<<<<
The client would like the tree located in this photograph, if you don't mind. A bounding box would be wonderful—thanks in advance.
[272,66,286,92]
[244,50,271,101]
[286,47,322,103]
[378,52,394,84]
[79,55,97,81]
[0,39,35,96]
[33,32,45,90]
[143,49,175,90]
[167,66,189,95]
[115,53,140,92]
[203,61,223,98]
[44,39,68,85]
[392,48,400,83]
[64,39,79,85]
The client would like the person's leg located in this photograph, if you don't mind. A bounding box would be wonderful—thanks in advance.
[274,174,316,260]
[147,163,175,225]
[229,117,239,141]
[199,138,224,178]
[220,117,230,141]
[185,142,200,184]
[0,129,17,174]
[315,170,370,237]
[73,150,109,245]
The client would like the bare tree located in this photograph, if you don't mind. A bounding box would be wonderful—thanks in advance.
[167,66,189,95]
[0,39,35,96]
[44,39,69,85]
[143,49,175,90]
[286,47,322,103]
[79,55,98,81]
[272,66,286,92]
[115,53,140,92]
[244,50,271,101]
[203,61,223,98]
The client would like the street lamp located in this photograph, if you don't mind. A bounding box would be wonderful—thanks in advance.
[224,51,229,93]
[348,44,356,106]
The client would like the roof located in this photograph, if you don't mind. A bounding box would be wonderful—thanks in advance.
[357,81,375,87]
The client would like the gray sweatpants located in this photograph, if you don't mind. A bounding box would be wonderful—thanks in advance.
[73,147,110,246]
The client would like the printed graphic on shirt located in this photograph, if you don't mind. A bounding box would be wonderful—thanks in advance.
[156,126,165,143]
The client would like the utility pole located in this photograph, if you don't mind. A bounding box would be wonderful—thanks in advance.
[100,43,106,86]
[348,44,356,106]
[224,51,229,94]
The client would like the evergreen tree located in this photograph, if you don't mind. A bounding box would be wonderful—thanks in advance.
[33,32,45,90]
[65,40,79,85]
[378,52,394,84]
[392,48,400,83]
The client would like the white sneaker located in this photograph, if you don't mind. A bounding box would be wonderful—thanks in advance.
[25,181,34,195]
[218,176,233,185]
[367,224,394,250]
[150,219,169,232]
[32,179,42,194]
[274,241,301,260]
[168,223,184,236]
>>>>
● **PROBLEM DESCRIPTION**
Lay out all of the rows above as a numbered list, one row per item, with blank lines left out.

● **WRITTEN ANSWER**
1. The client would like the tree located in this photograph, if you don't mind. A bounding box would be wonderful—thanks in advance.
2. [272,66,286,92]
3. [244,50,271,101]
4. [286,47,322,103]
5. [378,52,394,84]
6. [79,55,97,81]
7. [0,39,35,96]
8. [33,32,45,90]
9. [143,49,175,90]
10. [167,66,189,95]
11. [115,53,140,92]
12. [203,61,223,98]
13. [44,39,68,85]
14. [392,48,400,83]
15. [64,39,79,85]
16. The client would like the person's leg located in this photograph, if you don't mind. A bounding box would be wonderful—thanks in advance.
17. [274,174,316,260]
18. [147,163,175,225]
19. [229,117,239,141]
20. [199,138,224,178]
21. [220,117,230,141]
22. [185,142,200,184]
23. [0,129,17,174]
24. [315,170,370,237]
25. [73,150,109,245]
26. The client would like the bare tree located in this photograph, if you don't mind. A bounding box would be wonderful—thanks in advance.
27. [167,66,189,95]
28. [0,39,35,96]
29. [44,39,69,85]
30. [143,49,175,90]
31. [286,47,322,103]
32. [79,55,98,81]
33. [272,66,286,92]
34. [115,53,140,92]
35. [244,50,271,101]
36. [203,61,223,98]
37. The client would like the street lamp located in this photograph, if you don't mind. A bounding box would be wonderful—thanks in advance.
38. [224,51,229,93]
39. [348,44,356,106]
40. The client would like the roof located in this photograph, if you don't mind. A bounding box would be wonderful—thanks in advance.
41. [357,81,375,87]
42. The client would like the gray sweatpants located in this photograph, if you don't mind. A bounding box would be wonderful—thanks in advance.
43. [73,147,110,246]
44. The client would like the printed graphic on shirt located in this photograph, if you don't mind. A bounding box would be wonderful—thanks in advance.
45. [156,126,165,143]
46. The client would like the utility pole located in this photograph, if you don't mind. A bounding box would be wonderful—thanks in advance.
47. [100,43,106,86]
48. [348,44,356,106]
49. [224,51,229,94]
50. The client would like the evergreen tree located in this photograph, if you don't mind. A bounding box would be wonderful—thanks in advance.
51. [33,32,45,90]
52. [65,40,79,85]
53. [378,52,394,84]
54. [392,48,400,83]
55. The client would like the white sneaker located in this photograph, if you don't mind. A bounding box would be wonderful—thanks in advance.
56. [25,181,34,195]
57. [218,176,233,185]
58. [367,224,394,250]
59. [150,219,169,232]
60. [32,179,42,194]
61. [274,241,301,260]
62. [168,223,184,236]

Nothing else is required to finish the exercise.